**TASK OBJECTIVE**
In the estate planning overview, write out everything from "Brief Description of" down to "of the estate.", swapping "executor" for "personal representative".

**PAGE EXCERPT**
########################################
Brief Description of Estate Planning Documents
1. Will - a Will describes how you want your property distributed in the event of your death. It appoints an executor who is the person that handles the affairs of the estate, such as paying taxes and other expenses and distributing the assets of the estate.
2. Trust - a Trust is an instrument that transfers property from one person ("Grantor") to a person or company ("Trustee") for the benefit of another person ("Beneficiary"). There are several types of trusts:
- A Trust can be made in a will for the benefit of a minor child. In this situation, upon your death, the trustee collects the property designated in your will for the child and distributes the funds according to the terms of the trust. A common example is to provide payments for the child's healthcare, education, maintenance, and support until the child reaches a certain age.
- A "Living Trust" is a trust made during your lifetime for your benefit. It can either be revocable (you can change it or terminate it at any time while you are alive, but it cannot be changed after your die) or irrevocable (it cannot be terminated after you fund it).
- A "Life Insurance Trust" can be used to own a life insurance policy while excluding it from the proceeds of your estate for tax purposes.
- A "Crummey Trust" makes it possible to make gifts to a trust while excluding some or the entire gift from your estate thus reducing potential tax consequences.
- A "Spendthrift Trust" allows a person to create a trust for their loved one and protect the trust from being attacked by potential overzealous creditors of the Grantor or Beneficiary.
########################################
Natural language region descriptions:
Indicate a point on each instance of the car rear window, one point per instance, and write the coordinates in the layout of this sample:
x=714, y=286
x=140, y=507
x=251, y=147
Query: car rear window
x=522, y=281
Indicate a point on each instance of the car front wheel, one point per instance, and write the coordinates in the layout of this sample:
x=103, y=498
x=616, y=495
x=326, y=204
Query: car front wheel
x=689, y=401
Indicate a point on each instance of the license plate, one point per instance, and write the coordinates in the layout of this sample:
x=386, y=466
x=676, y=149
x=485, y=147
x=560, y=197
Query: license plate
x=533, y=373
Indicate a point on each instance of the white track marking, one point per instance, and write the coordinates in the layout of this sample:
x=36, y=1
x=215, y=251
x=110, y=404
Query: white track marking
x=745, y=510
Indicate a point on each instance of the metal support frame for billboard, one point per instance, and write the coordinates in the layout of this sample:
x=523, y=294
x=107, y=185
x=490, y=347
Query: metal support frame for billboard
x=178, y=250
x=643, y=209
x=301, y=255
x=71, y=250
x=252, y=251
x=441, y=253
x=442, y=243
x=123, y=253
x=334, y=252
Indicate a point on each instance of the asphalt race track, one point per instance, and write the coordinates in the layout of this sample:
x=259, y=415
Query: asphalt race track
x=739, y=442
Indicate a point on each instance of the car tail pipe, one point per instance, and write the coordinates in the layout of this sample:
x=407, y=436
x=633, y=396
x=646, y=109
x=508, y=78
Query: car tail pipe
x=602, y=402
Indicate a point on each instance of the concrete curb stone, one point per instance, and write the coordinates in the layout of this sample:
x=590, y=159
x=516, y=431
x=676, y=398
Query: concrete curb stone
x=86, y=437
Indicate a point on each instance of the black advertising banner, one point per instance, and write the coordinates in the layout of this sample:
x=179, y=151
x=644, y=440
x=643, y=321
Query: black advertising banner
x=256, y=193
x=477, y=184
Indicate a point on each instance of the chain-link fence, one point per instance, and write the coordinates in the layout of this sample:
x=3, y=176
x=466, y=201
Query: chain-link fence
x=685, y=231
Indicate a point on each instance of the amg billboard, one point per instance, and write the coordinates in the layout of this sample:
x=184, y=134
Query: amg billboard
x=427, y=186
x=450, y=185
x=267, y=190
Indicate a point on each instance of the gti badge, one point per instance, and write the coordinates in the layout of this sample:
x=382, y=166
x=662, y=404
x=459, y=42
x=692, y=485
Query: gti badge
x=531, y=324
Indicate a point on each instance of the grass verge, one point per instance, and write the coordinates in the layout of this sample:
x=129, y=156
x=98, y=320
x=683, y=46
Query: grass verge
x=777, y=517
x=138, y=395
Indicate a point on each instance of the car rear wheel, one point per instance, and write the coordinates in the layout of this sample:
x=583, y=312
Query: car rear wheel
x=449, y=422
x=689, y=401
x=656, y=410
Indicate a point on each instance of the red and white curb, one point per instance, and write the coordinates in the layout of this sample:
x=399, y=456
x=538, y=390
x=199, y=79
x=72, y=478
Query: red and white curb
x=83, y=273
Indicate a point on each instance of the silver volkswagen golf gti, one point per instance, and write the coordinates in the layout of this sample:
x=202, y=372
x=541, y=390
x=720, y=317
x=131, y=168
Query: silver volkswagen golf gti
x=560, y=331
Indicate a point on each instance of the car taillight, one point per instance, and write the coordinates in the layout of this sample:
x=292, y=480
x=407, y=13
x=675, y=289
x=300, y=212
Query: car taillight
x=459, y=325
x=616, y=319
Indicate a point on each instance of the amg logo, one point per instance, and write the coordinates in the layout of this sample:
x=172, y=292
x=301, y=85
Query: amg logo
########################################
**THE COMPLETED TASK**
Brief Description of Estate Planning Documents
1. Will - a Will describes how you want your property distributed in the event of your death. It appoints an personal representative who is the person that handles the affairs of the estate, such as paying taxes and other expenses and distributing the assets of the estate.